- [BRIEF A]: Can you transcribe the passage of the logarithm rules text from "Giving full details" to "derivative of f(x)"?

-------- TEXT SEGMENT --------

Rules of Logarithms Functions Question

Show carefully how to use the rules of logarithms to deduce that ln(x^3x+1) = (3x + 1)*ln(x) whenever x > 0. State which rule(s) you are using in general form

1. Recall that Natural Logarithm Product Rule is given by ln(x*y) = ln(x) + ln(y)
2. ln(x^3x+1) is the same as ln(x*x*x...*x) for 3x+1 factors of x
3. Using the Natural Logarithm Product Rule —ln(x^3x+1) = ln(x) + ln(x) + ln(x) ... + ln(x) for 3x+1 terms
4. Therefore, ln(x^3x+1) = (3x + 1)*ln(x)

Giving full details of all steps, show how to use the Product Rule for Derivatives to find the derivative of (3x + 1)*ln(x).

1. Recall the Product Rule for Derivatives is given by d/dx[f(x)*g(x)] = f'(x)*g(x) + f(x)*g'(x)
2. Let f(x) = 3x + 1 and let g(x) = ln(x)
3. Using the Power Rule for Derivatives — d/dx[xⁿ] = nx^n-1 and the Constant Rule for Derivatives — d/dx[c] = 0, evaluate the derivative of f(x)

--------

- [BRIEF B]: Which lines in the entries below contain the string "pair"? Copy each of them, matching case exactly.

-------- DATA ROWS --------

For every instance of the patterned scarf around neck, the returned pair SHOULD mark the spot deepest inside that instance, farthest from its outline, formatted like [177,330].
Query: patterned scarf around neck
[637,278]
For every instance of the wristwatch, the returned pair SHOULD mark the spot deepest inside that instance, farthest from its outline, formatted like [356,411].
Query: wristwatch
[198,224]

--------

- [CORRECT RESPONSE A]:
Giving full details of all steps, show how to use the Product Rule for Derivatives to find the derivative of (3x + 1)*ln(x).

1. Recall the Product Rule for Derivatives is given by d/dx[f(x)*g(x)] = f'(x)*g(x) + f(x)*g'(x)
2. Let f(x) = 3x + 1 and let g(x) = ln(x)
3. Using the Power Rule for Derivatives — d/dx[xⁿ] = nx^n-1 and the Constant Rule for Derivatives — d/dx[c] = 0, evaluate the derivative of f(x)

- [CORRECT RESPONSE B]:
For every instance of the patterned scarf around neck, the returned pair SHOULD mark the spot deepest inside that instance, farthest from its outline, formatted like [177,330].
For every instance of the wristwatch, the returned pair SHOULD mark the spot deepest inside that instance, farthest from its outline, formatted like [356,411].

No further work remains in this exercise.